**TASK**
Please continue the forum thread about the book-cataloging app from after its last sentence.

**TEXT SEGMENT**
++++++

In the context of his first paragraph
>I own more books than I can read. Not in a charming, aspirational way, but in the practical sense that at some point I stopped knowing what I owned. Somewhere around 500 books, memory stopped being a reliable catalog.[...] For years, I told myself I would fix this. Nothing elaborate, nothing worthy of a startup idea. A spreadsheet would have been enough. I never did it, not because it was hard, but because it was tedious.
Wouldn't your statement be completely moot because he plainly said the purpose of the project was to create a system to handle his books, and the only reason he hasn't done it yet was because it was tedious? (Hint: if you need the paragraph or thge rest of his article to be broken down for you more, I suggest asking ChatGPT to give a summary for you).
- That is exactly right!
- I don't think you fully understood the purpose of the project. He wanted an end product (the bookshelf app) that he had been putting off due to the time commitment. He did not say he wanted to learn about how to program in general, nor did he even say he liked programming. People care about results and the end product. If you like to program as a hobby, LLMs in no way stop you from doing this. At the end of the day, people with your viewpoint fall short of convincing people against using AI because you are being extremely condescending to the desires of regular people. Also, it is quite ironic that you attempted to make a point about him not reading all 500 books on his bookshelf, yet you don't seem to have read (or understood) the opening section of the post.
- That is correct for the collective as a whole, but in his instance, if this wasn't connect to a public github, it would have been substanially more difficult to prove he used a LLM.

++++++

**DATA RECORDS**
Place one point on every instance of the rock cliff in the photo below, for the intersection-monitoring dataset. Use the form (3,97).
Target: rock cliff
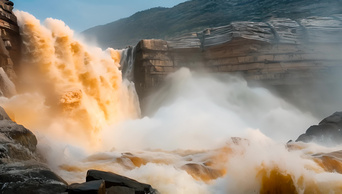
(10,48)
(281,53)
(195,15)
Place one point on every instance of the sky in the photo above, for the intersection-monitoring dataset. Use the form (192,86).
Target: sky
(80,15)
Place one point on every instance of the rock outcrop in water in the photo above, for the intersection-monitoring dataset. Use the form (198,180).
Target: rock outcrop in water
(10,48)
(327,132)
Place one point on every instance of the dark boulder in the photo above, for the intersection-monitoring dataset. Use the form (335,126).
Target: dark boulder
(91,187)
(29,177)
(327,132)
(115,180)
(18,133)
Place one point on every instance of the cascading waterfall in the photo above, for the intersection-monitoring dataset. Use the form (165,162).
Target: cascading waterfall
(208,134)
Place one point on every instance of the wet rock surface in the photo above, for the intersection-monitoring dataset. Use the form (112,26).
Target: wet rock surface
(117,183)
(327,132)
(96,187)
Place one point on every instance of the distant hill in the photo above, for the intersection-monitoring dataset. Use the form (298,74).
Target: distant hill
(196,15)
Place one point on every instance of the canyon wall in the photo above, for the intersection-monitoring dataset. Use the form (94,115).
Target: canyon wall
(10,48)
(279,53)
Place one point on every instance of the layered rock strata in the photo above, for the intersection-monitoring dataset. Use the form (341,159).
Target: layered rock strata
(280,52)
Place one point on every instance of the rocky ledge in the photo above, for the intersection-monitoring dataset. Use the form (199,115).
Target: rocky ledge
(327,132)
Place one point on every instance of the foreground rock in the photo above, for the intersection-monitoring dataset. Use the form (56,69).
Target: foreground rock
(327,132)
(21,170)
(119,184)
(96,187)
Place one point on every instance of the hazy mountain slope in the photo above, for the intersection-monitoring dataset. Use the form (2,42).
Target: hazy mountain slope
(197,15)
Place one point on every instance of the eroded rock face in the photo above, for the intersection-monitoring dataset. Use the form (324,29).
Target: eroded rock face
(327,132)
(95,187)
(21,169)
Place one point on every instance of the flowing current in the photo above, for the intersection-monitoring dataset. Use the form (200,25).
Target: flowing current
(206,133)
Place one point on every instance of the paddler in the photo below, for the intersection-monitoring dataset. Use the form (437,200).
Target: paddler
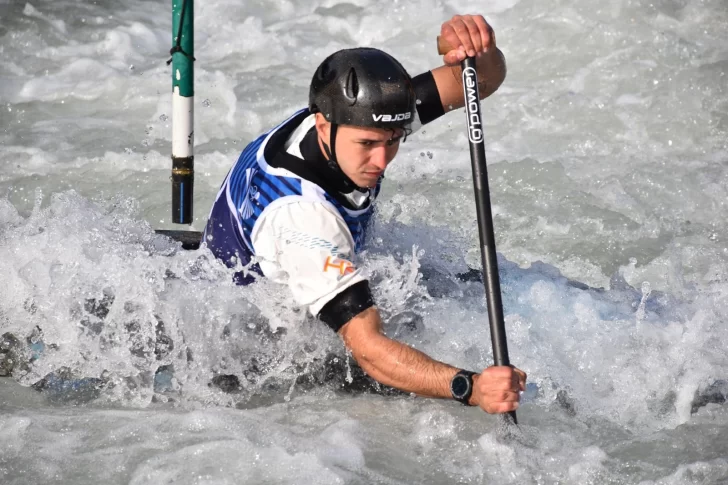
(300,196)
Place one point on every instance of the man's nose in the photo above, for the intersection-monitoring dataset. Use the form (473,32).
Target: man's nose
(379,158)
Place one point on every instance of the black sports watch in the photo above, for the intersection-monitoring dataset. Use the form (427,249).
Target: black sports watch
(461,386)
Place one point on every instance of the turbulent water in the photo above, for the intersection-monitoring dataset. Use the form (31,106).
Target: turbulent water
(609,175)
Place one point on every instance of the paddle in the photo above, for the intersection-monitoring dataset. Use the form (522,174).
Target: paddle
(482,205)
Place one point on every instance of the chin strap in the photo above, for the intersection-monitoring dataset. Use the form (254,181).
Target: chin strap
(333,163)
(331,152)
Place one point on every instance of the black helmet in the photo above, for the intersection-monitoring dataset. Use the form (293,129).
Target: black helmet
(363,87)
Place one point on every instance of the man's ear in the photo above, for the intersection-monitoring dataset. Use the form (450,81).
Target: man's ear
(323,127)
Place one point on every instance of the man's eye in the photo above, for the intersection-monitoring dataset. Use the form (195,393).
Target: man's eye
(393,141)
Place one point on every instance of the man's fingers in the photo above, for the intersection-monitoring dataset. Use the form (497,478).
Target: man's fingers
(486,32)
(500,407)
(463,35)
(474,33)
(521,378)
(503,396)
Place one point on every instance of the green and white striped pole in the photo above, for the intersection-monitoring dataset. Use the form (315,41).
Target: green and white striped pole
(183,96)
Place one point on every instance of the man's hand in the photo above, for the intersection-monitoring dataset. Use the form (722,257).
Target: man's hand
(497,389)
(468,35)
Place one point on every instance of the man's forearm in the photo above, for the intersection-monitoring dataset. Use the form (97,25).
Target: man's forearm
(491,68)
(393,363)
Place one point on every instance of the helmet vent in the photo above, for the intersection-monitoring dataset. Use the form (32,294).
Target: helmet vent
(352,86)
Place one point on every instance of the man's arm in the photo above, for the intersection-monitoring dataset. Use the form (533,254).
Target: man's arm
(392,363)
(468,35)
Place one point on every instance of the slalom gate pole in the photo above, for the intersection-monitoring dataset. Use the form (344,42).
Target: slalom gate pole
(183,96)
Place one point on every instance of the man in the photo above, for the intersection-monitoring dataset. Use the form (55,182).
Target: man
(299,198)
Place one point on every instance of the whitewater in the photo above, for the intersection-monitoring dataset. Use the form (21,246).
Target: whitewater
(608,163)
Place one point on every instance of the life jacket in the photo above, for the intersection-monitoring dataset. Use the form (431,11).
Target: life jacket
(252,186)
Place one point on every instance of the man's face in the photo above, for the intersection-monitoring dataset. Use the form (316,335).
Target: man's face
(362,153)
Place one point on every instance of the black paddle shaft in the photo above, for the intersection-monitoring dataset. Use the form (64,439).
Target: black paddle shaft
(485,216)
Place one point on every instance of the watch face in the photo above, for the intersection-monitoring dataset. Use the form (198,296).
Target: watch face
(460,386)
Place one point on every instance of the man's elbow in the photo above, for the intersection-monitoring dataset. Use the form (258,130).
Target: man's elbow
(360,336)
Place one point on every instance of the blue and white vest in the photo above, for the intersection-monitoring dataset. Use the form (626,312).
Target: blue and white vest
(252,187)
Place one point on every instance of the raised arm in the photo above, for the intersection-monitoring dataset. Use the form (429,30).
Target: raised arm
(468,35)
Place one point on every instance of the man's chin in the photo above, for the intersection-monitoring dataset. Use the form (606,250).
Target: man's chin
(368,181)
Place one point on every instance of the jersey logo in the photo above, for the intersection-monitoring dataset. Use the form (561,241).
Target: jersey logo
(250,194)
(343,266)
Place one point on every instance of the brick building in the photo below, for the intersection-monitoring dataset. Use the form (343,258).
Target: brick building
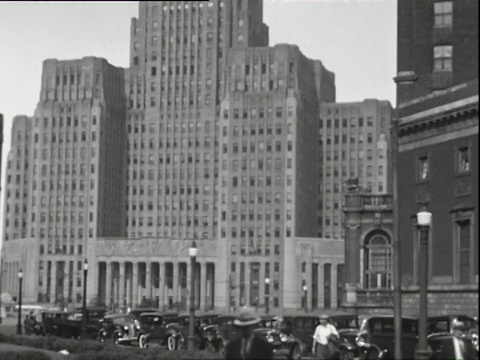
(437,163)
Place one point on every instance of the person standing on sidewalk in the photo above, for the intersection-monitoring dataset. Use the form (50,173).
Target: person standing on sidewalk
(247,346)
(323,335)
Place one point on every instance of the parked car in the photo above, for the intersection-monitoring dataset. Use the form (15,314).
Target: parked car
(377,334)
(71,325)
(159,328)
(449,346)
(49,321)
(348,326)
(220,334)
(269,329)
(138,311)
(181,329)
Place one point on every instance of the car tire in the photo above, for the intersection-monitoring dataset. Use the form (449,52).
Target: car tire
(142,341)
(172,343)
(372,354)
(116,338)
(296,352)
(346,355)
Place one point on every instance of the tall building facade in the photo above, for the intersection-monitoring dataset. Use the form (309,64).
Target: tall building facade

++++++

**SOLVED EXERCISE**
- One can do that with LLM as well. Honestly, I almost always just save the command if I think I am going to use it later. Also, I can just look back at the chat history.
- I get using LLMs to help proofread or copywrite a blog post, but whats the point of just regurgitating a ChatGPT answer in a blog post and posting it here? If it's really that interesting, couldn't you just post the prompt so that we can see it for ourselves?
- I recsind my previous statement. Also, people have to stop putting everything on github.
- To me, unless it is egregious, I would be very sensitive to avoid false positives before saying something is LLM aided. If it is clearly just slop, then okay, but I definitely think there is going to be a point where people claim well-written, straightforward posts as LLM aided. (Or even the opposite, which already happens, where people purposely put errors in prose to seem genuine).
I think it's because it comes off as you are saying that we should move off of GenAI, and alot of people use LLM when they mean GenAI.